-- BEGIN PROVIDED ENTRIES --
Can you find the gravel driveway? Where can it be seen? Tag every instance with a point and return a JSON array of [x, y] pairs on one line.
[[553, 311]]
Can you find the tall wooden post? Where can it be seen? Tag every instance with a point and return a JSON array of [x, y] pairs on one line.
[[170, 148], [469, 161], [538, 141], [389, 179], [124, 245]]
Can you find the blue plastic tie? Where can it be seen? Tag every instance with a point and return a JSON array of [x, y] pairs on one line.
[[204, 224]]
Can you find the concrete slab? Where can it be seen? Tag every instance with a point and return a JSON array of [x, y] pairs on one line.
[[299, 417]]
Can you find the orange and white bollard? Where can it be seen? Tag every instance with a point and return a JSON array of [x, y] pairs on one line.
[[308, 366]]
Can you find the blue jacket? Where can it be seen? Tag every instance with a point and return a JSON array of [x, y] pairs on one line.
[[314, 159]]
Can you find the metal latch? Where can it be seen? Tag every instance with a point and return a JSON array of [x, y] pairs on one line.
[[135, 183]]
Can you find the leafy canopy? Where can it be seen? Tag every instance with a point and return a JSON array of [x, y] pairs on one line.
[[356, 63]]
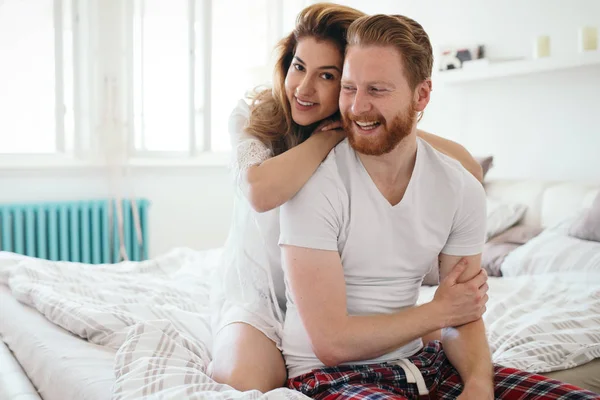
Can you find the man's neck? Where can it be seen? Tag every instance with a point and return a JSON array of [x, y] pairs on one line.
[[391, 172]]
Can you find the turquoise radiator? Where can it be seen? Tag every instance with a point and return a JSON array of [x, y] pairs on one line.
[[81, 231]]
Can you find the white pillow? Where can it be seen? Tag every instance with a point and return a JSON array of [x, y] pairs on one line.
-- END PROVIDED ENTRIES --
- [EXERCISE BRIEF]: Copy every entry above word for word, leaving out the pictures.

- [COMPLETE RESPONSE]:
Can you find the gravel driveway? Where can it be seen? Tag every instance with a point and return a JSON array of [x, y] pairs on one line.
[[553, 311]]
Can you find the tall wooden post? Where can it be seen? Tag every instance with a point and return a JSON array of [x, y] pairs on one line.
[[170, 148], [469, 161], [538, 141], [389, 179], [124, 245]]
Can you find the blue plastic tie? Where can it be seen? Tag every instance with a point and return a JSON array of [x, y] pairs on one line.
[[204, 224]]
Can you find the concrete slab? Where can it be seen? Tag every instance with a point and return a JSON array of [x, y] pairs on one line.
[[299, 417]]
Can you find the orange and white bollard? Where can it be seen? Tag every instance with a point and return a JSON array of [x, y] pairs on one line.
[[308, 366]]
Can you find the blue jacket? Where can it be seen? Tag every instance with a point and return a JSON array of [x, y] pairs on one line.
[[314, 159]]
Can you find the metal latch? Where can it be seen? Tag every instance with a point and return a JSON array of [x, y] pairs on one line.
[[135, 183]]
Can you find the leafy canopy? Where can it be seen? Tag every instance with a point and return a JSON array of [x, y] pairs on one line.
[[356, 63]]
Can you find the man's neck? Where can it be seen? Tag every instance with a point and return a JSON array of [x, y] pairs on one line.
[[391, 172]]
Can you find the turquoise radiator? Where can it be seen? Tag every instance with a point and return a JSON array of [x, y] pairs on one line.
[[81, 231]]
Can you find the white pillow? Where can it be seen? Tag every instance with a point and return a JSON array of [x, y] pairs on one line.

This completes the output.